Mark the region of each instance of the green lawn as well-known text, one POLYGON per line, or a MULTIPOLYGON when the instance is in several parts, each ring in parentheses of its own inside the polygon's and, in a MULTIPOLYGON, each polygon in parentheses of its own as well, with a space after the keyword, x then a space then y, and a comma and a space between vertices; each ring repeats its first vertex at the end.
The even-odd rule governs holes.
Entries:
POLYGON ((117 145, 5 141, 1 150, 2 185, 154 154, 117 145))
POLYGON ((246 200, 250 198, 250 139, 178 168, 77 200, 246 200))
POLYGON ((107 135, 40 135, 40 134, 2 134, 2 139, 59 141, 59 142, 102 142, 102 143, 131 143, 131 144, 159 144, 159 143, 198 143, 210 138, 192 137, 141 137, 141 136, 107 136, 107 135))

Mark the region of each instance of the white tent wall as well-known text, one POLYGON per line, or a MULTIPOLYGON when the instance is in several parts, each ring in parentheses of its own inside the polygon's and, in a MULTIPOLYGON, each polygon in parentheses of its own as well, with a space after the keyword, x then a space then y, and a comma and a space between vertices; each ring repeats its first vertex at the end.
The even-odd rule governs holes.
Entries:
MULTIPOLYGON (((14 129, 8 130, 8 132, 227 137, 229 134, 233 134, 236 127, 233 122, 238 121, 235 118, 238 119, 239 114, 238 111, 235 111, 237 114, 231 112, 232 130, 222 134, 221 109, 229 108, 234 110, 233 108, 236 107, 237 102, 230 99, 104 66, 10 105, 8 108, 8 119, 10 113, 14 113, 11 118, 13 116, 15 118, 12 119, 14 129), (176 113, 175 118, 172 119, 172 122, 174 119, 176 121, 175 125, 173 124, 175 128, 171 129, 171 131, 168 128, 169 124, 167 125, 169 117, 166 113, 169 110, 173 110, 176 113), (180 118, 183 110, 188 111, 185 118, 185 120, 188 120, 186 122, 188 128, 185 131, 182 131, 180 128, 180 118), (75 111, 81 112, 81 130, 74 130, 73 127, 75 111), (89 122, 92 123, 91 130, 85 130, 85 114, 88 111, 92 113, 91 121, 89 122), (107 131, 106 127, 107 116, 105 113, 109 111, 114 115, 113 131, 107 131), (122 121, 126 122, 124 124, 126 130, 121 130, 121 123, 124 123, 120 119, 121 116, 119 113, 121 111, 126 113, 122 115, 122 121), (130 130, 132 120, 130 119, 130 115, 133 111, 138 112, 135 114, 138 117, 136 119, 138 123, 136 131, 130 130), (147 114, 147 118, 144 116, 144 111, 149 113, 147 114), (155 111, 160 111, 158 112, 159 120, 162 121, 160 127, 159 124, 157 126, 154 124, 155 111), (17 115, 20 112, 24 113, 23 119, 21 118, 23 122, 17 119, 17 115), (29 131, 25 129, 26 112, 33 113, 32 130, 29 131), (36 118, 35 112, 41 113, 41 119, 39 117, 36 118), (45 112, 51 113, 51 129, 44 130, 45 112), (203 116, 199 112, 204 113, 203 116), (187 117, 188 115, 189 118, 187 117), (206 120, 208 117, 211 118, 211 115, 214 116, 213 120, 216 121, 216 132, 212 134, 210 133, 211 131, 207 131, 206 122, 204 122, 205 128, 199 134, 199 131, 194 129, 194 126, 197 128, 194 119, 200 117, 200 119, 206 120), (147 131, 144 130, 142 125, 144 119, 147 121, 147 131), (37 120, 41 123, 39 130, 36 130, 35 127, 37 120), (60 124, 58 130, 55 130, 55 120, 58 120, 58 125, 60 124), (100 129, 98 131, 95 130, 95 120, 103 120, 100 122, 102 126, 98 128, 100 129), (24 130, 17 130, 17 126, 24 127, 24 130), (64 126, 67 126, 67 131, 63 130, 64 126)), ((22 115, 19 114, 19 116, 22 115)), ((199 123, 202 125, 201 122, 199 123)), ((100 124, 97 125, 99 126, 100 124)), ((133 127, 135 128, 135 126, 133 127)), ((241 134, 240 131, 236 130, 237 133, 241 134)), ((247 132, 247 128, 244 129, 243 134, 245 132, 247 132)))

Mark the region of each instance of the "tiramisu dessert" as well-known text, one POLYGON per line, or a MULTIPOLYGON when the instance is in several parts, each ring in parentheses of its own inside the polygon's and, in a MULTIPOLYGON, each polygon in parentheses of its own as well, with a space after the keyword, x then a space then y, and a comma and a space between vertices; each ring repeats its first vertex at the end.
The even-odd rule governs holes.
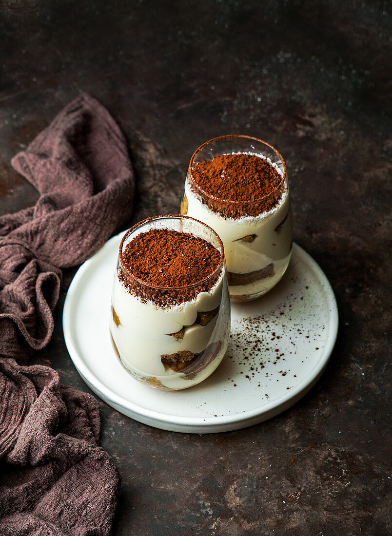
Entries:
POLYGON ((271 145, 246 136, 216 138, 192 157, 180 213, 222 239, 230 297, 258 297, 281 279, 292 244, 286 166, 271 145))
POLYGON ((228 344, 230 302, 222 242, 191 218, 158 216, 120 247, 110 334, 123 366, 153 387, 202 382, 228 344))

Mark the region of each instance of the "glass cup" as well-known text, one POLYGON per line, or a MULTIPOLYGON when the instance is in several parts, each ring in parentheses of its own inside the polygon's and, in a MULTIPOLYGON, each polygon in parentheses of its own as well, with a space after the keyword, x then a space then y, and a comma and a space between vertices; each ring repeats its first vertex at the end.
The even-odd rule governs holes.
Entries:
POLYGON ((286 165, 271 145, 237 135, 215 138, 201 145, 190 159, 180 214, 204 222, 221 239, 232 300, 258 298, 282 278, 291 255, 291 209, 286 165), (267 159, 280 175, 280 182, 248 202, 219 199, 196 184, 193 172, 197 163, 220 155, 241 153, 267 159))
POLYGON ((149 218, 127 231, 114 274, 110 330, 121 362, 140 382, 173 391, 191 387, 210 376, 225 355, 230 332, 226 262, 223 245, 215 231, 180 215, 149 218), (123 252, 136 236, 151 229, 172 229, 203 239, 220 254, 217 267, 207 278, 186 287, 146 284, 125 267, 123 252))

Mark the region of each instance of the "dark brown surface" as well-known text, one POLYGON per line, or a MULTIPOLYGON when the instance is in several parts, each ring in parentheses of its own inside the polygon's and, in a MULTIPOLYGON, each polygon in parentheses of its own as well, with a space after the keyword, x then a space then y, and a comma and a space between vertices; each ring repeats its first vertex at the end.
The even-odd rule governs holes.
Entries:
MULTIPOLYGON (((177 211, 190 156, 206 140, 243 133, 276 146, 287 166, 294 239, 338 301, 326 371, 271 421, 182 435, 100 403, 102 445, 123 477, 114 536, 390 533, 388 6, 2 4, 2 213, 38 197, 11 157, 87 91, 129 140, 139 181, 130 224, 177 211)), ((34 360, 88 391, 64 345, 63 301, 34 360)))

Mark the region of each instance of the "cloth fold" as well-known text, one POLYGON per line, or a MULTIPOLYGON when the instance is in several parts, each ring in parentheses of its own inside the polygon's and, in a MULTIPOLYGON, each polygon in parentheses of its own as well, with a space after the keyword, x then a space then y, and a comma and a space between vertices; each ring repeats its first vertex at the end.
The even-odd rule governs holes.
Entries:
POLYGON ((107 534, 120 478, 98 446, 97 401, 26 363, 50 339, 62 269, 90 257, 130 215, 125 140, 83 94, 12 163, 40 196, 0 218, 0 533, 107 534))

§ **Aim**: Convert the lines above into a JSON list of strings, starting at the first line and ending at the line that contains "POLYGON ((107 135, 40", with both of those lines included. Use one string per line and leave out any blank lines.

§ **Answer to this problem**:
[
  "Mark the region of each instance of the green lawn as well-known text, one POLYGON per line, or a MULTIPOLYGON when the instance is in several parts, each ring in parentheses of its own inside the polygon's and, in a MULTIPOLYGON, each polygon in parentheses of its own as well, with a space after the keyword, x then a space then y, and a comma and a space between vertices; each ring repeats its first vertex at the end.",
  "The even-odd rule governs holes.",
  "Entries:",
  "POLYGON ((117 145, 5 141, 1 150, 2 185, 154 154, 117 145))",
  "POLYGON ((246 200, 250 198, 250 139, 178 168, 77 200, 246 200))",
  "POLYGON ((107 135, 40 135, 40 134, 2 134, 2 139, 59 141, 59 142, 102 142, 102 143, 131 143, 131 144, 159 144, 159 143, 198 143, 210 138, 192 137, 141 137, 141 136, 107 136, 107 135))"
]